═════ MATERIAL SUPPLIED ═════
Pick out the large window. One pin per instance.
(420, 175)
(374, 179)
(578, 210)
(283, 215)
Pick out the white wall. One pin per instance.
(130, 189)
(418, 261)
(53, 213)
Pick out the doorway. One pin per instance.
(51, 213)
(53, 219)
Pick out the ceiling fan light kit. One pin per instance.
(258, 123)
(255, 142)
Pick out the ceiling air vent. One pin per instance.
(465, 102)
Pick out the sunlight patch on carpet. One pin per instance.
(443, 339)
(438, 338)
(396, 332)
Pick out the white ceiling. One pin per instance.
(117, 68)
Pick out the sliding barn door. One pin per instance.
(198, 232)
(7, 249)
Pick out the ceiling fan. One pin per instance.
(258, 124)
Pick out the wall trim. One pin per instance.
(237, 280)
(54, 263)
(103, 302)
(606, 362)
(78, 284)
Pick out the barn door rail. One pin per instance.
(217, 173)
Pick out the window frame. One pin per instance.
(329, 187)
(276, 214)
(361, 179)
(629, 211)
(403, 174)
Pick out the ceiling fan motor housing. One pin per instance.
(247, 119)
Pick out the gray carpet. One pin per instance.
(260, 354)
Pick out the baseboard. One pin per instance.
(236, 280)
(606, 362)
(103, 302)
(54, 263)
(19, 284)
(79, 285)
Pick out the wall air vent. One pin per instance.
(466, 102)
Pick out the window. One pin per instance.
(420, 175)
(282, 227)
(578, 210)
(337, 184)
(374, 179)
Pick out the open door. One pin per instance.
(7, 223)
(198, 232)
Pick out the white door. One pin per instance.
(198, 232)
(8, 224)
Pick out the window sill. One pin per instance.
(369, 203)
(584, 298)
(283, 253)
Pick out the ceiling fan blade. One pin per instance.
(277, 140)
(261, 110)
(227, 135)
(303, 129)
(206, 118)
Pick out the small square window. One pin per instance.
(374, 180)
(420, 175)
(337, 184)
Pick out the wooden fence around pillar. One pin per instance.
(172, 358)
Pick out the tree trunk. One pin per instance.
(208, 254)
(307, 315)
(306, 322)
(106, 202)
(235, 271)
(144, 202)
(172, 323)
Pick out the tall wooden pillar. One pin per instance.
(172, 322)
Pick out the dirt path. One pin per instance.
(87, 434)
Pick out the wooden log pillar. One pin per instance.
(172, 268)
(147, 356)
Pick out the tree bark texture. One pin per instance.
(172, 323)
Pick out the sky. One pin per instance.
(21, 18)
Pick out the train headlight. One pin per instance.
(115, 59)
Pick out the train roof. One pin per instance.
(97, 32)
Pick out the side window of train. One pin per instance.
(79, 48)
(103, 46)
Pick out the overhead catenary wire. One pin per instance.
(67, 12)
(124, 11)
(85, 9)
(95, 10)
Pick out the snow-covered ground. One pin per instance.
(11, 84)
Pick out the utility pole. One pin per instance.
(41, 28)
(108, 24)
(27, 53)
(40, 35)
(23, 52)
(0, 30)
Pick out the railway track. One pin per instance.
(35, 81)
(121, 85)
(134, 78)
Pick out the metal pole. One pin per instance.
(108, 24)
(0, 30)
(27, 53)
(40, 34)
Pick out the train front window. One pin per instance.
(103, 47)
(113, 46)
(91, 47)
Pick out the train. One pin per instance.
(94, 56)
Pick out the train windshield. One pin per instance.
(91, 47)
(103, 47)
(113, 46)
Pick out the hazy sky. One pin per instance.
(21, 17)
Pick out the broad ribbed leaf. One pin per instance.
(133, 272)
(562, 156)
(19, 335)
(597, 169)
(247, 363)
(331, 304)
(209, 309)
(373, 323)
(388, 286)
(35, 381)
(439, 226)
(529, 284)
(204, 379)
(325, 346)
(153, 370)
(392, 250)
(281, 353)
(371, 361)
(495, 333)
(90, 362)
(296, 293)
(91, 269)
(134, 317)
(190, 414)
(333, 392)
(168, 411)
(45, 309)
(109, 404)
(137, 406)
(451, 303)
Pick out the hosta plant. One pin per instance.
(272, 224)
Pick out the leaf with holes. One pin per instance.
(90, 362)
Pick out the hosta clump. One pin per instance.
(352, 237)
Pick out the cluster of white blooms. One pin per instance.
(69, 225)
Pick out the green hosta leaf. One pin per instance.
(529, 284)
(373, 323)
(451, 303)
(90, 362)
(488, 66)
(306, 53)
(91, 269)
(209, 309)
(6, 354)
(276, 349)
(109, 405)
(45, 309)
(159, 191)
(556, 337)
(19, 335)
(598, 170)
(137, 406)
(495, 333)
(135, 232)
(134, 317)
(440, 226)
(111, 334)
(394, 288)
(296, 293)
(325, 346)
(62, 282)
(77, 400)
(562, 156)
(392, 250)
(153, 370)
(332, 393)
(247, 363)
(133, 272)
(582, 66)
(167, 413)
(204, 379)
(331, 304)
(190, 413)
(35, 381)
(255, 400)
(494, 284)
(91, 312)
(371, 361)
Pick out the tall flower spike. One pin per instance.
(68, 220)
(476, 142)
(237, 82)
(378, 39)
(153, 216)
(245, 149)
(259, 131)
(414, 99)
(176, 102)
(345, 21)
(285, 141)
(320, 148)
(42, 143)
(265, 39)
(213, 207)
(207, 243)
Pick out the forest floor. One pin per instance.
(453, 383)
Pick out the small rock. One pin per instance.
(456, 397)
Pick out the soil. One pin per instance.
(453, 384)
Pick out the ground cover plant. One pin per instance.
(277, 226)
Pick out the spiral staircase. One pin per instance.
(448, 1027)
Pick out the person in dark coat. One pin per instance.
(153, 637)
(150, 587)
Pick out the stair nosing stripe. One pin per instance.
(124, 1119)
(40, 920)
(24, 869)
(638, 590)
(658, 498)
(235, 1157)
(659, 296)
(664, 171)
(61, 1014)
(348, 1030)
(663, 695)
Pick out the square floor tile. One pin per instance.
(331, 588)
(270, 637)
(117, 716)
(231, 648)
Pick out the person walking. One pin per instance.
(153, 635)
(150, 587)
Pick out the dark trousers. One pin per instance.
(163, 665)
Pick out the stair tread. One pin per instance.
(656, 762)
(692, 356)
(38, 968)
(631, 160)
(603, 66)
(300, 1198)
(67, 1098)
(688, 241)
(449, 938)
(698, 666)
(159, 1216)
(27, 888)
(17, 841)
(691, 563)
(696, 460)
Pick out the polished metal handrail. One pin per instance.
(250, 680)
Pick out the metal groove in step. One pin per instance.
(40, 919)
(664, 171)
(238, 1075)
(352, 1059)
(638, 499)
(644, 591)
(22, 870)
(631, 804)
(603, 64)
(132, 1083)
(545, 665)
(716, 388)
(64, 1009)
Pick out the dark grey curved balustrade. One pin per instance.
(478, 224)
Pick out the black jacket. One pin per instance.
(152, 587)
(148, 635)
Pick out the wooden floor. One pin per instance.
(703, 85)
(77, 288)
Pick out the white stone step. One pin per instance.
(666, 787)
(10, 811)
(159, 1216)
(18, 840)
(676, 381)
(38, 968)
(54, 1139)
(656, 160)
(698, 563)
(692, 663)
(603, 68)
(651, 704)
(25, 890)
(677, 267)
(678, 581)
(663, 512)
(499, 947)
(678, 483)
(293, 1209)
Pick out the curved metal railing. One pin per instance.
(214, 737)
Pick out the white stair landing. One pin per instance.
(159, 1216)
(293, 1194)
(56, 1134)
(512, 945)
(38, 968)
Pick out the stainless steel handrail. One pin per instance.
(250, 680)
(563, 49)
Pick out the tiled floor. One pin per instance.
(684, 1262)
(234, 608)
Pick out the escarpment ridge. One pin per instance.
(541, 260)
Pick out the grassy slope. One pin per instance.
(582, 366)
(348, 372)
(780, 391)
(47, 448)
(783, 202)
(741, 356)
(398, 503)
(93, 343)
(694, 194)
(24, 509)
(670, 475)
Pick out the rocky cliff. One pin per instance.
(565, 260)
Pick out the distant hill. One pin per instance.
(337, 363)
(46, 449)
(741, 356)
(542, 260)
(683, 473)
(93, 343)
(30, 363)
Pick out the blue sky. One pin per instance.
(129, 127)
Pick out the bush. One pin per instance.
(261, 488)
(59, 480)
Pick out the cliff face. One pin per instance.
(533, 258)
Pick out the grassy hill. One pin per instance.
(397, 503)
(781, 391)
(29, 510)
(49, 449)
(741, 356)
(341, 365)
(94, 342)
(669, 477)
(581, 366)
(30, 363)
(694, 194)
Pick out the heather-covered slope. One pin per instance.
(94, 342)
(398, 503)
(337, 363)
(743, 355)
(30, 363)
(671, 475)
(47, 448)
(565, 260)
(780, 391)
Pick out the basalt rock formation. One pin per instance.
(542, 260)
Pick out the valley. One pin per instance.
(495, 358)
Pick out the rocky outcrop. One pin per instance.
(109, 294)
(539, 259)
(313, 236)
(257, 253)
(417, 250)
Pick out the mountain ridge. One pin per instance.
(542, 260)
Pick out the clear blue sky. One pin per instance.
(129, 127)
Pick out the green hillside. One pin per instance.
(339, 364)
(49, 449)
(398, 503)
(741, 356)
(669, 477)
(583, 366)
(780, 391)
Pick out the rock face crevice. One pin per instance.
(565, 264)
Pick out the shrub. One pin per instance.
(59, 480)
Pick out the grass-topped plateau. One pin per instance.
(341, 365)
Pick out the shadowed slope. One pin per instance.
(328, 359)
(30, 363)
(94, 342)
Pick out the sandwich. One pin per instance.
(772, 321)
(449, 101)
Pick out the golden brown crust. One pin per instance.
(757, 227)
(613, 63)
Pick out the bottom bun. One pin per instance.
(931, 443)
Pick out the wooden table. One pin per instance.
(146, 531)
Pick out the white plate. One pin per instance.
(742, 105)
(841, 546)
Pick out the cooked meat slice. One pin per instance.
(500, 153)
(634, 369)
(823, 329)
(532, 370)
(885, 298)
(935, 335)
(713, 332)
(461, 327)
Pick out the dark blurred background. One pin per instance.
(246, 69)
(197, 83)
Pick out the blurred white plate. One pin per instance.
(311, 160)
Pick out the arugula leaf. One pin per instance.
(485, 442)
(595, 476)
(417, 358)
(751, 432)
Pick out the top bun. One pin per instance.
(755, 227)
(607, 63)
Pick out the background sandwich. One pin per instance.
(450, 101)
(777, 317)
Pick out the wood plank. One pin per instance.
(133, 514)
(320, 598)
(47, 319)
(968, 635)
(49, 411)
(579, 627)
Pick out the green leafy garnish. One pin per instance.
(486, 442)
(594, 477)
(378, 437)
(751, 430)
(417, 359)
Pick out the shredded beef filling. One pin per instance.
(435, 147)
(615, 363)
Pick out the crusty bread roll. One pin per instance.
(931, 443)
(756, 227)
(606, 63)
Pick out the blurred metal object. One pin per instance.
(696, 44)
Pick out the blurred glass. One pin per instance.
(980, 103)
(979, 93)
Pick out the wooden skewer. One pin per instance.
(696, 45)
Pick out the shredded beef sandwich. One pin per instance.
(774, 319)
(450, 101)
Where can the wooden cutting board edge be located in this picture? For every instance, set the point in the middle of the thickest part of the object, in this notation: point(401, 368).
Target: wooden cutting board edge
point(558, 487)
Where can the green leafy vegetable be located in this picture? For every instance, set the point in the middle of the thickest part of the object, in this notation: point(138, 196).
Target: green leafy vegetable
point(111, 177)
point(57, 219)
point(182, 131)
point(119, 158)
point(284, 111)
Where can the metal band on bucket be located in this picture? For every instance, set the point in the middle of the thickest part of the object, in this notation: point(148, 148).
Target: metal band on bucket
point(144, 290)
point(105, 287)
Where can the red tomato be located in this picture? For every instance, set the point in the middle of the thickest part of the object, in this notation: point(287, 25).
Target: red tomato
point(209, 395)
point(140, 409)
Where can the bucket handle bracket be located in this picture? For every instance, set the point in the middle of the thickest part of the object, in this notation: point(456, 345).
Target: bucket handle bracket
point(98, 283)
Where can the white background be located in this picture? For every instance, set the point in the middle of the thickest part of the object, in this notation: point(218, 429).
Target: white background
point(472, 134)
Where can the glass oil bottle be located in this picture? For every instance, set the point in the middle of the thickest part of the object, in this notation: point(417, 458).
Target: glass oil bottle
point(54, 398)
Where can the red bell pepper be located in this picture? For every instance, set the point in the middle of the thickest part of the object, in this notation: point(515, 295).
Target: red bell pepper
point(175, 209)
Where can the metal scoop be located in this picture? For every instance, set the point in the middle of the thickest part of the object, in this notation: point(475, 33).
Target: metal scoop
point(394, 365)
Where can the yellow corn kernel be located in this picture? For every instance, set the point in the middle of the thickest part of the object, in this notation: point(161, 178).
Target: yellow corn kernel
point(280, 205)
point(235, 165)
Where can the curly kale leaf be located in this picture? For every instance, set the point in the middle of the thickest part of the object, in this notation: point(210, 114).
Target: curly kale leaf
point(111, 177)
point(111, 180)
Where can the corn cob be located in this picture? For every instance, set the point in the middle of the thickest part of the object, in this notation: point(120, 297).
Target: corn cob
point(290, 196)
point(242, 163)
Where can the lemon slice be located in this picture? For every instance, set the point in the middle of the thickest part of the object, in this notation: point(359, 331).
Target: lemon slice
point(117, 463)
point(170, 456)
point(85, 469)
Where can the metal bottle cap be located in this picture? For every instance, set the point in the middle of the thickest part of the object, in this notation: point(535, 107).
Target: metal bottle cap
═════
**DO THIS**. Nothing but the lines from the line with "Where can the lemon" to the last line of the listing above should appear; please retype them exactly, both ends included.

**RESULT**.
Where can the lemon slice be located in this picture? For every instance, set the point in the middle of the thickest part of the object, in this notation: point(359, 331).
Target: lemon slice
point(117, 463)
point(170, 456)
point(85, 469)
Where can the metal bottle cap be located in this picture? For every instance, set the point in the middle of the thickest part of the object, in this notation: point(535, 107).
Target: metal bottle cap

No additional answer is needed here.